(Saved entries)
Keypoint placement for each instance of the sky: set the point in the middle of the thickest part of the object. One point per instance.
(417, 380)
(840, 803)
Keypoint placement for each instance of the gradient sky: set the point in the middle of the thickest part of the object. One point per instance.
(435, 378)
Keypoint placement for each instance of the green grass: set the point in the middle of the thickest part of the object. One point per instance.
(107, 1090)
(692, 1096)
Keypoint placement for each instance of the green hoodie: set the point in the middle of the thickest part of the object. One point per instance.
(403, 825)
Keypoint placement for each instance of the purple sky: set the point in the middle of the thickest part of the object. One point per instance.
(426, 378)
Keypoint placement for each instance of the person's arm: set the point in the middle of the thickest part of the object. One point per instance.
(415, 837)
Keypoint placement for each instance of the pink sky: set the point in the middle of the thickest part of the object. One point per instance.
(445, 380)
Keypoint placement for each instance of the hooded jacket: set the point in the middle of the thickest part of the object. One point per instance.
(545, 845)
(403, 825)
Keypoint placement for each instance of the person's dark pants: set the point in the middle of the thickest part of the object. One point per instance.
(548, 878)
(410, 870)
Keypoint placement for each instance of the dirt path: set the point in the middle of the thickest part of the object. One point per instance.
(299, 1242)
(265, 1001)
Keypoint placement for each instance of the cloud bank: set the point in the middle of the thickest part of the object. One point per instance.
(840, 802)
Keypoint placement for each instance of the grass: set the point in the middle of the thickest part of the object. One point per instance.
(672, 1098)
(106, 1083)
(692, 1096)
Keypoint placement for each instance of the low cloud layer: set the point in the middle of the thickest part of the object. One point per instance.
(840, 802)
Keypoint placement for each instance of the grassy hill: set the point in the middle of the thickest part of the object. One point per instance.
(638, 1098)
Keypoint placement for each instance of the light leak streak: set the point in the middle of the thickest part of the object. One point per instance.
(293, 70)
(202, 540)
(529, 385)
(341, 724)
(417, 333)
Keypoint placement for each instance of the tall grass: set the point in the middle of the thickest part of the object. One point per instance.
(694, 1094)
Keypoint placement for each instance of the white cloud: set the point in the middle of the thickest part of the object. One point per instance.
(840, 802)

- **THE TASK**
Your reply must contain each entry, reproduced exactly.

- **EXERCISE ANSWER**
Keypoint placement for each instance of the sky: set the point in the middle of the thickest part of the object. One point per instance.
(417, 380)
(840, 803)
Keypoint placement for each instance of the gradient sky: set the point in the middle of the thickest part of the object. One point per instance.
(435, 378)
Keypoint placement for each instance of the green grass: set the point in the middle of the thickest part of the object. One point per instance.
(107, 1090)
(692, 1096)
Keypoint placement for each instance of the green hoodie: set the point in the middle of the thickest part of the object. One point per instance.
(403, 825)
Keypoint placement for each instance of the purple sky: set the point in the middle of the thickest part of the object. One point per instance.
(426, 378)
Keypoint placement for each instance of the person's arm: set the point in the middle of the thickest part of the object. One point per instance.
(415, 837)
Keypoint placement for each instance of the pink sky: set the point in the middle of the thickest part of the object. One point per instance.
(445, 380)
Keypoint placement for each instance of the hooded jacket: set the point in the middle of the thickest part of the object. One point per instance.
(545, 845)
(403, 825)
Keypoint placement for each instance of the person's dark pants: set the point in the middle of the thickest part of the object. One point per instance.
(548, 878)
(410, 870)
Keypoint placement for each instance of the dirt path: set the point in the middle of the thickest part of the object. One point per instance.
(299, 1242)
(265, 1001)
Keypoint placement for each instance of the cloud bank: set the point in the middle of the thickest part of the object. One point per instance.
(840, 802)
Keypoint placement for each instance of the grass: set the point in the middle of the thickest part of the object. One point per instance.
(672, 1098)
(106, 1083)
(692, 1096)
Keypoint placement for each instance of the low cloud layer: set the point in the middle of the thickest part of the object. One point per instance.
(840, 802)
Keypoint placement for each instance of the grassy hill: set the point in the middle of the thickest part of the object. One point per instance.
(638, 1098)
Keypoint placement for each instance of the light leak streak: set the point in the middle of the thickest part of the object. One point per instance.
(293, 70)
(202, 540)
(529, 385)
(341, 724)
(417, 333)
Keypoint placement for each instance of the tall grass: set the point in the middle of the thickest part of the object. One point per instance.
(694, 1094)
Keypoint placement for each instance of the white cloud: set the point in the middle of the thickest part of the object. One point per instance.
(840, 802)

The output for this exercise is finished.